→ **Enunciado 1**: Edite o excerto sobre conceitos e juízos, reproduzindo-o desde "A extensão e a compreensão de" até "extensão e vice-versa.", inclusive, com "compreensão" substituído por "intensão".
→ **Enunciado 2**:
Responda às perguntas seguintes com base no excerto sobre conceitos e juízos:
(a) Segundo o excerto, o que se determina quando é dada a compreensão de um conceito?
(b) Como define o excerto a proposição?
(c) Quais são os valores lógicos que o juízo e a proposição podem assumir?

====== Excerto selecionado ======

A extensão e a compreensão de um conceito determinam-se reciprocamente, isto é, dada a compreensão de um conceito determina-se a extensão e vice-versa.
Com base na relação entre a extensão e a compreensão é possível organizar conceitos, entre si relacionados, de modo que um caiba na extensão do outro, em séries crescente e decrescente de extensão e compreensão.
Exemplo:
O juízo e a proposição
O juízo é uma operação mental mediante a qual se ligam entre si conceitos e que pode ser considerada verdadeira ou falsa.
A proposição é a expressão verbal do juízo.O juízo e a proposição assumem apenas dois valores lógicos ou valores de verdade: verdadeiro(a) ou falso(a).

====== Registos armazenados ======

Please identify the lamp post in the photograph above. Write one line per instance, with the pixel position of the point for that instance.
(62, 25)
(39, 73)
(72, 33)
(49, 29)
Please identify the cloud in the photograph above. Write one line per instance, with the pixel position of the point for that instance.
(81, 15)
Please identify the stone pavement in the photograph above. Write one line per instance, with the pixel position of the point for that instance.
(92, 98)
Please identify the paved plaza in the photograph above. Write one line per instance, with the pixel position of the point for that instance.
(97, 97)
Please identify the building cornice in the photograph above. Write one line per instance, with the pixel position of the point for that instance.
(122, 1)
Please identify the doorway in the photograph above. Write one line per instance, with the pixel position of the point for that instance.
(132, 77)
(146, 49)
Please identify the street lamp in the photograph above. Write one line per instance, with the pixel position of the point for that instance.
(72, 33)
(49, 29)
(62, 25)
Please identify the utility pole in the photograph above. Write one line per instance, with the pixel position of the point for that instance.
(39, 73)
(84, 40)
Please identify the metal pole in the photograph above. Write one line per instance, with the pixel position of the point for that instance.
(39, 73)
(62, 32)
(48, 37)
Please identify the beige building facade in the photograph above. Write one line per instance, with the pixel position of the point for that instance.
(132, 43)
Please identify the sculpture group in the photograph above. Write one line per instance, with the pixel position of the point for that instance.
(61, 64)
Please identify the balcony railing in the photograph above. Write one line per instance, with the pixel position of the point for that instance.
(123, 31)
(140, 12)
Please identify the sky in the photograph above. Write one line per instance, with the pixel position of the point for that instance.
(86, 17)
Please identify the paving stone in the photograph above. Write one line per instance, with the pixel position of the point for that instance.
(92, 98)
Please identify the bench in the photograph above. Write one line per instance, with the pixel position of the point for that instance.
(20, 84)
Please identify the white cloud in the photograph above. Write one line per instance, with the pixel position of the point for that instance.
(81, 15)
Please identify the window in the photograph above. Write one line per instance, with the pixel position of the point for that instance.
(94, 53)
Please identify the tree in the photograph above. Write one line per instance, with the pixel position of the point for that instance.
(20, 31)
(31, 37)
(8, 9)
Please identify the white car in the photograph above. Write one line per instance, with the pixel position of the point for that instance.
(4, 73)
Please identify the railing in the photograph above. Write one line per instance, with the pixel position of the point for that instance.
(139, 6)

======

→ **Resultado do exercício 1**:
A extensão e a intensão de um conceito determinam-se reciprocamente, isto é, dada a intensão de um conceito determina-se a extensão e vice-versa.

→ **Resultado do exercício 2**:
(a) Determina-se a extensão do conceito.
(b) A proposição é a expressão verbal do juízo.
(c) Verdadeiro(a) ou falso(a).